Exercise task: Your task is to output the data exactly as it stands.

===

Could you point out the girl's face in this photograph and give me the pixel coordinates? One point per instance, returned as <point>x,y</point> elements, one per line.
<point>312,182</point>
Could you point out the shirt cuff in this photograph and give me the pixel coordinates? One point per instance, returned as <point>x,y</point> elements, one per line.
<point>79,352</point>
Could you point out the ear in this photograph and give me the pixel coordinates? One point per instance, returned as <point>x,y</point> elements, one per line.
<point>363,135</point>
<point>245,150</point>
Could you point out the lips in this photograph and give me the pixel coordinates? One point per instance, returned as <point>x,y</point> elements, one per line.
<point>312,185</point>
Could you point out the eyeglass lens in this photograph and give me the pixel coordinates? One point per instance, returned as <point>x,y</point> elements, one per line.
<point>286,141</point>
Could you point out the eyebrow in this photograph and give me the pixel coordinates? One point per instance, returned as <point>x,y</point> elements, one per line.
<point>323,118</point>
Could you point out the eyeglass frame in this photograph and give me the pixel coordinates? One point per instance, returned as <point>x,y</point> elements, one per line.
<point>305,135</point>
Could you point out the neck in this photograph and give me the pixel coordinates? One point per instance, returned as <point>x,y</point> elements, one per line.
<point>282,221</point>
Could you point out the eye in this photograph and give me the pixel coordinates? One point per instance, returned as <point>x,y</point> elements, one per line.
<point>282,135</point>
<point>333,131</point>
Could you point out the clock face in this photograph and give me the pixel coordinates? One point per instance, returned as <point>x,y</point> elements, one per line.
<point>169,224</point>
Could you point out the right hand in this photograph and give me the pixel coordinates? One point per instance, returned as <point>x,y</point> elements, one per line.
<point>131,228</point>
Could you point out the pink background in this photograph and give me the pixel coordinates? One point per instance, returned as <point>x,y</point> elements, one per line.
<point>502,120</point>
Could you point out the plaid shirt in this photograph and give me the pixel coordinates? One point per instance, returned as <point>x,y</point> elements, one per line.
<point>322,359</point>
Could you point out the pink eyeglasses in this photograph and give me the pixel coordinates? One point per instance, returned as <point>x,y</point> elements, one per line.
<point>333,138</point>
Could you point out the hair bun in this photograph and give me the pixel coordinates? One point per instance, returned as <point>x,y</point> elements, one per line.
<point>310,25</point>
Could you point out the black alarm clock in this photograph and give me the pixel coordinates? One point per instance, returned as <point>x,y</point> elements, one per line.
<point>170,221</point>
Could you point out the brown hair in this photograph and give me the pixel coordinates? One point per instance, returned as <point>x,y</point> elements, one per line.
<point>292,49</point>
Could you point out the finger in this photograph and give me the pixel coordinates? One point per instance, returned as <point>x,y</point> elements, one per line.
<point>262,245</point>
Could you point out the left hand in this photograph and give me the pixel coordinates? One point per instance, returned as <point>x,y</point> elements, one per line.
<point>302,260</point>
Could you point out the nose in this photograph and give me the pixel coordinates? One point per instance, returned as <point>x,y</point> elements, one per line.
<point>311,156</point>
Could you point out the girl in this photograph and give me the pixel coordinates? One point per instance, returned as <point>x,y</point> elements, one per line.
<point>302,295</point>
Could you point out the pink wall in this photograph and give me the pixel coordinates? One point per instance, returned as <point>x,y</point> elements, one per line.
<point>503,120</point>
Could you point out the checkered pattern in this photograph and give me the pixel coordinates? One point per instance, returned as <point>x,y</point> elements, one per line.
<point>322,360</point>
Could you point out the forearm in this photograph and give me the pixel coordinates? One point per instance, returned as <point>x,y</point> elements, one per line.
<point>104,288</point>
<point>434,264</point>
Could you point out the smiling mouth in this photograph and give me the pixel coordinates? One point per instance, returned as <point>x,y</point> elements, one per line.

===

Finished exercise:
Could you point out the girl's face in this photograph and give me the pixel coordinates? One point per instance, returned as <point>x,y</point> elements, one per line.
<point>312,182</point>
Could you point out the shirt cuff in this photograph and give me the pixel coordinates? One point per instance, returned as <point>x,y</point> elements, one per line.
<point>79,352</point>
Could you point out the ear in this photograph and give me the pixel coordinates? One point per instance, returned as <point>x,y</point> elements, one per line.
<point>363,135</point>
<point>245,150</point>
Could you point out the lips in this photograph and give me the pixel coordinates? One point per instance, returned as <point>x,y</point> elements, one per line.
<point>312,185</point>
Could you point out the eyeglass lens in this photograph and give me the pixel coordinates? One point per instance, returned as <point>x,y</point> elements, one per line.
<point>286,141</point>
Could you point out the eyebrow in this photograph and give me the pixel coordinates? One point per instance, returned as <point>x,y</point> elements, one per line.
<point>323,118</point>
Could you point out the eyeglass frame in this photograph and give me the pixel coordinates? One point per instance, returned as <point>x,y</point> elements, one per line.
<point>305,135</point>
Could you point out the neck in this photograph and give me the pixel coordinates? One point per instance, returned as <point>x,y</point> elements, one per line.
<point>282,221</point>
Could you point out the eye in this photograph and give me the pixel coordinates? One point per instance, returned as <point>x,y</point> elements, one per line.
<point>282,135</point>
<point>333,131</point>
Could you point out the clock face in this photograph and give me the pixel coordinates? One point per instance, returned as <point>x,y</point> elements, one per line.
<point>169,224</point>
Could you point out the right hand in this photograph and give me the pixel coordinates? One point per instance, returned as <point>x,y</point> elements, one per line.
<point>131,228</point>
Could you point out the pink background in this photograph and give me the pixel coordinates? One point per instance, returned as <point>x,y</point> elements, one per line.
<point>502,120</point>
Could you point out the plaid shirt in this photograph and give me the pixel coordinates? One point per instance, returned as <point>x,y</point> elements, one per line.
<point>322,359</point>
Could you point out the pink eyeglasses in this photograph and give me the pixel coordinates? One point per instance, returned as <point>x,y</point> elements, one per line.
<point>333,138</point>
Could you point out the hair bun in this photograph and give me the pixel coordinates? One point per instance, returned as <point>x,y</point> elements, one per line.
<point>310,25</point>
Could you point out the black alarm clock in this photograph and give me the pixel coordinates? One point per instance, returned as <point>x,y</point> elements, one per line.
<point>170,221</point>
Could you point out the brown hair in this photograph and give me the pixel coordinates? One point per instance, returned as <point>x,y</point> elements, one per line.
<point>292,49</point>
Could you point out the finger in this photograph and give me the pixel coordinates? One point per instance, returned as <point>x,y</point> elements, one per line.
<point>262,245</point>
Could you point out the left hand in this photograph and give me the pixel coordinates? One point per instance, returned as <point>x,y</point> elements, one per line.
<point>302,260</point>
Could you point out the nose in this photograph and give me the pixel coordinates? One point per instance, returned as <point>x,y</point> elements, one per line.
<point>311,156</point>
Could you point out the girl in this photograph and give me the pixel coordinates? One point per instance, returned as <point>x,y</point> elements, one per line.
<point>302,295</point>
Could you point out the pink wall in this photograph and give me the pixel coordinates? One point per instance, returned as <point>x,y</point> elements, one per line.
<point>503,120</point>
Could you point out the checkered pattern in this photograph and give me the pixel coordinates? One point per instance, returned as <point>x,y</point> elements, one per line.
<point>322,360</point>
Could you point out the forearm in this photograph and give me the pixel coordinates? One point per instance, returned as <point>x,y</point> elements, one per line.
<point>104,288</point>
<point>434,264</point>
Could you point out the smiling mouth in this photograph and give me the pixel coordinates? One point per instance, returned as <point>x,y</point> elements, one per line.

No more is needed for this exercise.